Reproduce every line of the records below word for word, leaving out the pictures.

· · · · ·

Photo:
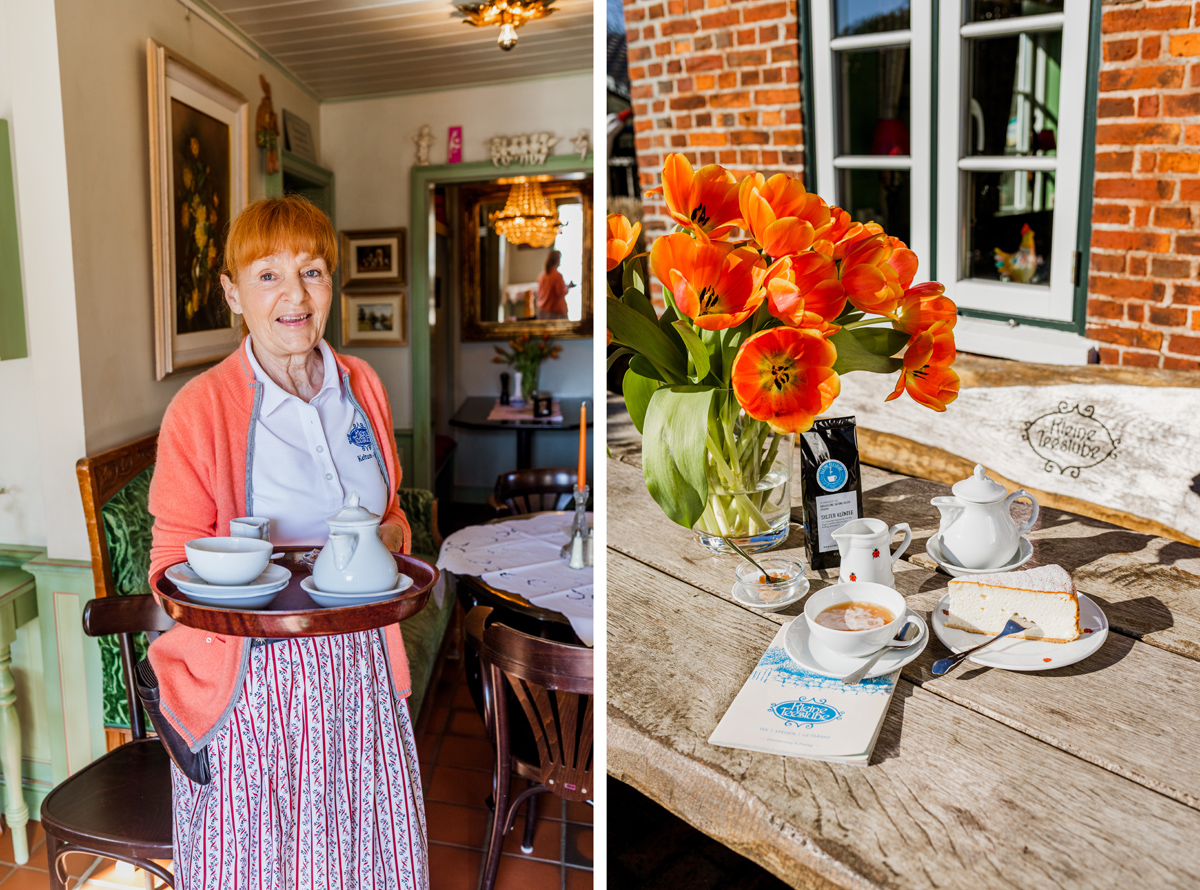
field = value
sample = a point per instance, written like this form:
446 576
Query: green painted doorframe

· · · · ·

§ THE REPLY:
Photo:
field = value
sample = a point per instance, written like this form:
446 576
Query: green painted doorframe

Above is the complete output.